## [Exercise directions]
Edit the items below by replacing "placing one point per instance" with "marking each instance with a single point" everywhere it occurs, keeping all other text the same. Leave the pictures out of your answer.

## [Provided data]
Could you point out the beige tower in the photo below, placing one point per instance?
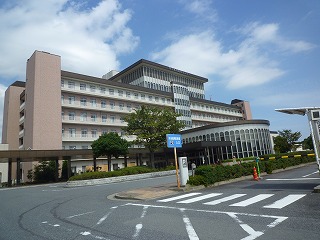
(43, 102)
(11, 117)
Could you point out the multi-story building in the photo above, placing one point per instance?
(56, 109)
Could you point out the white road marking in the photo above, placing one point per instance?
(291, 179)
(80, 214)
(139, 226)
(190, 230)
(285, 201)
(137, 232)
(178, 197)
(196, 199)
(252, 233)
(105, 216)
(234, 196)
(252, 200)
(310, 174)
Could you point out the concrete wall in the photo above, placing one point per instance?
(11, 116)
(43, 102)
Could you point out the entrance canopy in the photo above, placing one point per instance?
(313, 114)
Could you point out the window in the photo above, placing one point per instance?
(72, 116)
(84, 132)
(72, 132)
(83, 86)
(102, 90)
(71, 84)
(93, 102)
(103, 104)
(83, 101)
(83, 117)
(93, 117)
(112, 105)
(71, 99)
(92, 88)
(94, 133)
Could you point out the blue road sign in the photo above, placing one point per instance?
(174, 140)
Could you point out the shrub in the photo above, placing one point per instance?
(197, 180)
(210, 174)
(117, 173)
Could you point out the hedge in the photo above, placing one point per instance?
(117, 173)
(210, 174)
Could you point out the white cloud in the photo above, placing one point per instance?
(201, 8)
(291, 99)
(248, 64)
(269, 33)
(202, 54)
(88, 39)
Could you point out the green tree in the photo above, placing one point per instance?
(285, 141)
(110, 144)
(43, 172)
(150, 126)
(307, 143)
(64, 173)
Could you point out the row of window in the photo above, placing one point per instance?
(103, 103)
(93, 117)
(212, 117)
(111, 91)
(211, 108)
(161, 75)
(245, 143)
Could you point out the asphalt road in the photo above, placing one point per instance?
(279, 206)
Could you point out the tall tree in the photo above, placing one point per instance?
(110, 144)
(307, 143)
(150, 126)
(285, 141)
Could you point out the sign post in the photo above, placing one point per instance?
(174, 141)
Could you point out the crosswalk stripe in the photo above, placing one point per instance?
(178, 197)
(215, 202)
(196, 199)
(285, 201)
(252, 200)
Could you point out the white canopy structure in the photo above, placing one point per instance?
(313, 114)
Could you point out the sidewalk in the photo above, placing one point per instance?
(172, 189)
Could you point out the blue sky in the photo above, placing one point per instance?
(265, 52)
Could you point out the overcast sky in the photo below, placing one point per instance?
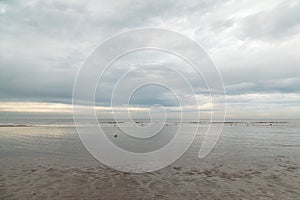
(255, 45)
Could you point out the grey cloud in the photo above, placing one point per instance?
(43, 43)
(281, 21)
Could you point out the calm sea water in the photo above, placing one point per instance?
(55, 141)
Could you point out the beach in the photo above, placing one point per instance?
(250, 161)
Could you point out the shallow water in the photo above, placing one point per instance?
(250, 160)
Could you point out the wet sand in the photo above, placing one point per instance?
(215, 182)
(50, 163)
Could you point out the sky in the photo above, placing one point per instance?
(254, 44)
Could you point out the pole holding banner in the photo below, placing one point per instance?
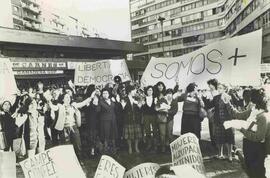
(186, 150)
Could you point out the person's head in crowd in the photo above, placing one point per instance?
(66, 99)
(90, 89)
(257, 97)
(246, 95)
(169, 94)
(131, 90)
(192, 89)
(221, 88)
(149, 90)
(105, 93)
(6, 105)
(160, 88)
(212, 83)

## [Task output]
Could you point out the beige tower in the photo below, marking each instance with a single point?
(43, 102)
(11, 117)
Could you point out the multi-story building in the photo above, marking each instance with a single point?
(56, 109)
Could you point out the white road marking in the photo above, marking each instance with a single point?
(291, 179)
(80, 214)
(139, 226)
(190, 230)
(285, 201)
(137, 232)
(178, 197)
(196, 199)
(252, 233)
(105, 216)
(234, 196)
(252, 200)
(310, 174)
Could you point out the concrete wall in the photo above, marking each instance with a single point?
(11, 116)
(43, 102)
Could you point out the entrance canopy in the photo above, marking each instance with a single point?
(313, 114)
Could you point out the window in the photo above, marking each instance with a single point?
(72, 116)
(84, 132)
(72, 132)
(83, 86)
(102, 90)
(71, 84)
(93, 102)
(103, 104)
(83, 101)
(83, 117)
(93, 117)
(112, 105)
(71, 99)
(92, 88)
(94, 133)
Could you point out the blue road sign in the photo above, marking each instance with a single point?
(174, 140)
Could you point out the shrub in the photo above, marking each instance with a single point?
(197, 180)
(210, 174)
(117, 173)
Could you point out the hedge in the photo above, marking each instance with a single point?
(117, 173)
(210, 174)
Could you point out the white cloud in the photo above, marking each instance with a single point?
(201, 8)
(291, 99)
(248, 64)
(269, 33)
(202, 54)
(88, 39)
Could you point out the green tree in the photo above, marking each instance with a single point?
(285, 141)
(110, 144)
(43, 172)
(150, 126)
(307, 143)
(64, 173)
Could you point out the row of window in the photo above, marking each instance with a single point?
(103, 103)
(93, 117)
(212, 117)
(111, 91)
(211, 108)
(161, 75)
(245, 143)
Could you point out the asphalt road in the photo above, marking each instance with a single point?
(279, 206)
Could you point out the tall tree in the photo above, marking each instance with a single point?
(110, 144)
(307, 143)
(150, 126)
(285, 141)
Could you point out the sign post in the photo above, marking each instance with a single point?
(174, 141)
Could you point out the crosswalk stripe in the photo above, marking each instance with a single point?
(178, 197)
(215, 202)
(196, 199)
(285, 201)
(252, 200)
Could you point out the white canopy structure in the photo above, marking each instance with a single point?
(313, 114)
Could you point out the sidewalk in the photo above, marking each instance with a single point?
(172, 189)
Could you point out the blue sky in the photo above, marking each instance with a single point?
(265, 52)
Could you point out the overcast sky in the photo below, marking each instance with a single point?
(255, 45)
Could you point out the grey cloud in the photo above, marking each instance with a single point?
(43, 43)
(281, 21)
Could you point out the calm sea water in the photo above, marking each instance with a single point?
(55, 141)
Could you point out the beach in the photo above, marking each instance with a single point?
(250, 161)
Could you point out the shallow water in the photo above, marking each instance with a single point?
(250, 160)
Could you point out the wet sand in the photo above, marking each instance with a single point?
(215, 182)
(50, 163)
Could you point out the sky in the photo above, marking each instance with a single point?
(254, 44)
Could you point out the pole holding banner in the photo below, marking each instance with a single point?
(186, 150)
Could you point out the person's head in crowd in the photo above, marking each instance with a single point?
(66, 99)
(90, 89)
(257, 97)
(246, 95)
(169, 94)
(131, 90)
(192, 89)
(221, 88)
(149, 90)
(105, 93)
(6, 105)
(160, 88)
(212, 83)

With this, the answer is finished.